# [ASSIGNED TASK]
Return each entry exactly, so that nothing in the data differs from the original.

INPUT DATA: Begin

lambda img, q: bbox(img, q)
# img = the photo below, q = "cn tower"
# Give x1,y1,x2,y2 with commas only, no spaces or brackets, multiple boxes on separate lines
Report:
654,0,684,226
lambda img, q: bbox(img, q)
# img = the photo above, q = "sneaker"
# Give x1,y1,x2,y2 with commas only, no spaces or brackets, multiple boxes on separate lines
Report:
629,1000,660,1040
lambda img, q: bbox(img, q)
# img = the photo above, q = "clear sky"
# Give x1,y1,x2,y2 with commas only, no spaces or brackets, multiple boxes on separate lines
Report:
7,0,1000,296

INPUT DATA: End

# [EXPECTED ANSWER]
lambda img, q: bbox(img, q)
# img = the photo below, q = "cn tower"
# Give x1,y1,x2,y2 with commas only, no spaces or brackets, multiple boxes on separate lines
Report:
654,0,684,226
lambda img, q: bbox(img, q)
# img = the photo above, q = "sneaker"
# Give x1,y1,x2,y2 with commas only, no spaces or brackets, multiple boxes on separate lines
Report:
629,1000,660,1040
lambda img, q: bbox(img, q)
# img = the photo above, q = "clear sky"
# Give x1,y1,x2,y2 with commas only, no spaces or brackets, multiple boxes on separate lines
Report:
7,0,1000,296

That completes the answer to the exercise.